■ **Passage**
Shan woman wins award
Shan woman wins award
Subhatra Bhumiprabhas, ANN, The Nation, Bangkok
Documenting sexual violence against Myanmarese refugees
recognized as huge contribution
A 23-year-old Shan activist has been named a winner of the
2005 Reebok Human Rights Award for her struggle against the rape
of women in Myanmar's Shan state.
Charm Tong, a member of Shan Women's Action Network (Swan),
was recognized as a resolute defender of the rights of refugee
women and children on the Thai-Myanmarese border.
Charm Tong has been combating sexual violence against women in
her homeland and along the Thai-Myanmarese border for years. She
was a researcher in a team that produced the report License to
Rape, a document that revealed the Myanmarese military regime's
use of sexual violence against ethnic women in Shan state.
License to Rape details 173 incidents of rape and other forms
of sexual violence by Myanmarese troops committed against 625
girls and women in Shan state, mostly between 1996 and 2001.
Charm Tong is herself a refugee from Myanmar. At the age of
six, her parents sent her to the Thai border to escape the war
between the Shan ethnic minority and the Myanmarese government.
She was forced to leave her hometown in central Shan state.
Living as a refugee on Thai soil, she received an education at a
local orphanage, learning about and witnessing the fate of young
refugees around her.
Many of her friends ended up in the sex trade or working as
child laborers.

■ **Task requirements**
A) Do these statements agree with the article about the Shan activist? (i) She was 23 years old when named a winner of the award. (ii) License to Rape covers incidents mostly between 1990 and 1995. (iii) Her parents sent her to the Thai border when she was ten. Answer yes or no for each, quoting the words of the article that decide it.
B) Rewrite the article about the Shan activist from "License to Rape" up to and including "1996 and 2001.", substituting "government soldiers" for "Myanmarese troops".
C) Which years does the article about the Shan activist mention?
The records that follow the article were taken from a separate source.

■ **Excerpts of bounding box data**

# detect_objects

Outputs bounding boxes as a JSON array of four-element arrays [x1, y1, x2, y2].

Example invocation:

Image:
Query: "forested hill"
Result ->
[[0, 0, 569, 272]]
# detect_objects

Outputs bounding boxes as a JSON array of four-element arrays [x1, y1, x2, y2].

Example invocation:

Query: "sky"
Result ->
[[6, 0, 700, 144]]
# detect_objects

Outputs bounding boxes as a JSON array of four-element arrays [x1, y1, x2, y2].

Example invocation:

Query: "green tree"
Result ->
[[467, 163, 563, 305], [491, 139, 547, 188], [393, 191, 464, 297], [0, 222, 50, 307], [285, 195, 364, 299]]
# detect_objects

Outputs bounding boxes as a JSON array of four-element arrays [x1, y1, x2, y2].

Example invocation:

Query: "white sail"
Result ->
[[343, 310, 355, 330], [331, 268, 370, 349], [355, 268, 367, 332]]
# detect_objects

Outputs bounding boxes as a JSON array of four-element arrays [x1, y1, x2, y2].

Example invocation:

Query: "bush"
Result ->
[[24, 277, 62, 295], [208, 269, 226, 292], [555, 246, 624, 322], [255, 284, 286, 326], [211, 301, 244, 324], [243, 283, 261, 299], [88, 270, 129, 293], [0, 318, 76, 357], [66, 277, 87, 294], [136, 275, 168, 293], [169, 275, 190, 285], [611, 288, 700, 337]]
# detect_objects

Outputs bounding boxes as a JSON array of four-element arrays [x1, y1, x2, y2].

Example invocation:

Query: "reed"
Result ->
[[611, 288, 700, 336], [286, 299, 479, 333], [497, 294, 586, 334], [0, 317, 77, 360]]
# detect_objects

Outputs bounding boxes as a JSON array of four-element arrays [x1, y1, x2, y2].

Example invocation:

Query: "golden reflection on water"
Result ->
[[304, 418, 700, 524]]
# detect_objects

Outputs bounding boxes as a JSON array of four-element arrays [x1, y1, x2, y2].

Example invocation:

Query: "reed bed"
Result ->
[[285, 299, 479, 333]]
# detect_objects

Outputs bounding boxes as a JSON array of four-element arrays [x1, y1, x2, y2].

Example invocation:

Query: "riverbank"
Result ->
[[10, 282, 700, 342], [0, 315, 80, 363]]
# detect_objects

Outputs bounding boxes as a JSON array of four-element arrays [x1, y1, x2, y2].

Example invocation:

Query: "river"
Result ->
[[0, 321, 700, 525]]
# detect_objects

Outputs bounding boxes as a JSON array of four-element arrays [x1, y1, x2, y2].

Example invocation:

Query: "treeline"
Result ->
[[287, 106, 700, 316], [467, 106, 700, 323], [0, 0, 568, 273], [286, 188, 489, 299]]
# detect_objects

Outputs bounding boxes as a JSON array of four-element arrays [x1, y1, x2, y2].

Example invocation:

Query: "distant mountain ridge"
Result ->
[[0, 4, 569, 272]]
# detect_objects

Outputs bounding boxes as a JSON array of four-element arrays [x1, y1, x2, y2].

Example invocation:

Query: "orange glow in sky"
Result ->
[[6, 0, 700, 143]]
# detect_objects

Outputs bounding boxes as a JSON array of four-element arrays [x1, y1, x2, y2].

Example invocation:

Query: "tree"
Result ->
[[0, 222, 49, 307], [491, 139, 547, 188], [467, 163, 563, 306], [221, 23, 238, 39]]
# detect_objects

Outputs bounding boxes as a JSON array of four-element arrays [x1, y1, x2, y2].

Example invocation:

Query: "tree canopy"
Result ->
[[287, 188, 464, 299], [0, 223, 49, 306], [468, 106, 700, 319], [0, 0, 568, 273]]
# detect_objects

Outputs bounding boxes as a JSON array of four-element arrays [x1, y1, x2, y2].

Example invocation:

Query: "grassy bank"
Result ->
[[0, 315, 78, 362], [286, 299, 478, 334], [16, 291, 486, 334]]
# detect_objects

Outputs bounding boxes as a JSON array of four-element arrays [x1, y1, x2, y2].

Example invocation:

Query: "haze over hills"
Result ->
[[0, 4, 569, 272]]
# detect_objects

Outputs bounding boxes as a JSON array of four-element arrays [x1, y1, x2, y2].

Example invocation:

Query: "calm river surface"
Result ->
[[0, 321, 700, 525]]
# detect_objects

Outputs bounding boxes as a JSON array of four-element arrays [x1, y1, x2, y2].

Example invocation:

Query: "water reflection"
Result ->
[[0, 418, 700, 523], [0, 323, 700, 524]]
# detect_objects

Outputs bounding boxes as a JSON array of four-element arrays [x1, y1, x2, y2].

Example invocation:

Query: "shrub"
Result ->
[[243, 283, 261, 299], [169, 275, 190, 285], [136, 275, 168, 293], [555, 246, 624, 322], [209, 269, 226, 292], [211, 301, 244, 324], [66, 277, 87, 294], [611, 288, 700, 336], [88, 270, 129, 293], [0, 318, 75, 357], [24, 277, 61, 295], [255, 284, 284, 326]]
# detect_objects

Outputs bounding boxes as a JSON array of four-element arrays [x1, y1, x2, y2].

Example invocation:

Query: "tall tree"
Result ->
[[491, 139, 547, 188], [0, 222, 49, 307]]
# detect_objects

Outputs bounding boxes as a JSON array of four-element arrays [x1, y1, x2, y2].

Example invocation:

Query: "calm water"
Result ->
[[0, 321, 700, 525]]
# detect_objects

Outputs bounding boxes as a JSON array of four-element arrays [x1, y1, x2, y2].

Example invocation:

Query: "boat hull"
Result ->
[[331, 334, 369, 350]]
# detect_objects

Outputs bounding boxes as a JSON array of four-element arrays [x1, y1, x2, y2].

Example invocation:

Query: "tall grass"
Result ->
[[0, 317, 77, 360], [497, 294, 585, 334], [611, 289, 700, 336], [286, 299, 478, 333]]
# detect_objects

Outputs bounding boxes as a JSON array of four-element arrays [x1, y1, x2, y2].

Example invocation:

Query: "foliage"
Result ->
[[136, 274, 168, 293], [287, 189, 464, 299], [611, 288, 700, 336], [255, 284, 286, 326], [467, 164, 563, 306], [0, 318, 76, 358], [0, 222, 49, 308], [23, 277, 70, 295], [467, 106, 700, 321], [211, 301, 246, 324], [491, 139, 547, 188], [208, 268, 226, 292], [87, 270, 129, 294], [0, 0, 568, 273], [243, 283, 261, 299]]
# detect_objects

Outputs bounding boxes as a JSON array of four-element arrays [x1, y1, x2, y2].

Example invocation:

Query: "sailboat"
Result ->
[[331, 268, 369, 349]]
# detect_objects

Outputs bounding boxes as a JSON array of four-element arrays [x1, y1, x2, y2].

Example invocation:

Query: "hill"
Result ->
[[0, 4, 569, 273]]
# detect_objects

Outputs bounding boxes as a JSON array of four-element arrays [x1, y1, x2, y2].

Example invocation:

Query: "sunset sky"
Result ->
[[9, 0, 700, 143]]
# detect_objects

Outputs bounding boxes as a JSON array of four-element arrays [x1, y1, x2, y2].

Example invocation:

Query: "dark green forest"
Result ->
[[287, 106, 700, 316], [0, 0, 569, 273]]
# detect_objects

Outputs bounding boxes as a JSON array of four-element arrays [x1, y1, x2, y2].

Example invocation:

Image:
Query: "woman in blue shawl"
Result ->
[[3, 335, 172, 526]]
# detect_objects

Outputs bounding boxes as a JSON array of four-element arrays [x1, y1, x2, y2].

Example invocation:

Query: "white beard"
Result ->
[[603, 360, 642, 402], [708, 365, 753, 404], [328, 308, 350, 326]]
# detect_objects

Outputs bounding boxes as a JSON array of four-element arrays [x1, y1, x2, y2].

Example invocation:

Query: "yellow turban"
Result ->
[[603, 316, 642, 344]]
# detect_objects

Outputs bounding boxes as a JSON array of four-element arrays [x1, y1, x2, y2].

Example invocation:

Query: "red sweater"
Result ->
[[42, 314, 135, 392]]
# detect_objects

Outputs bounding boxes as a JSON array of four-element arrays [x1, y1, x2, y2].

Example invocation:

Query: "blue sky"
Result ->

■ **Solutions to the tasks**
A)
(i) Yes: "A 23-year-old Shan activist has been named a winner of the 2005 Reebok Human Rights Award"
(ii) No: "mostly between 1996 and 2001"
(iii) No: "At the age of six, her parents sent her to the Thai border"

B)
License to Rape details 173 incidents of rape and other forms
of sexual violence by government soldiers committed against 625
girls and women in Shan state, mostly between 1996 and 2001.

C) 2005, 1996, 2001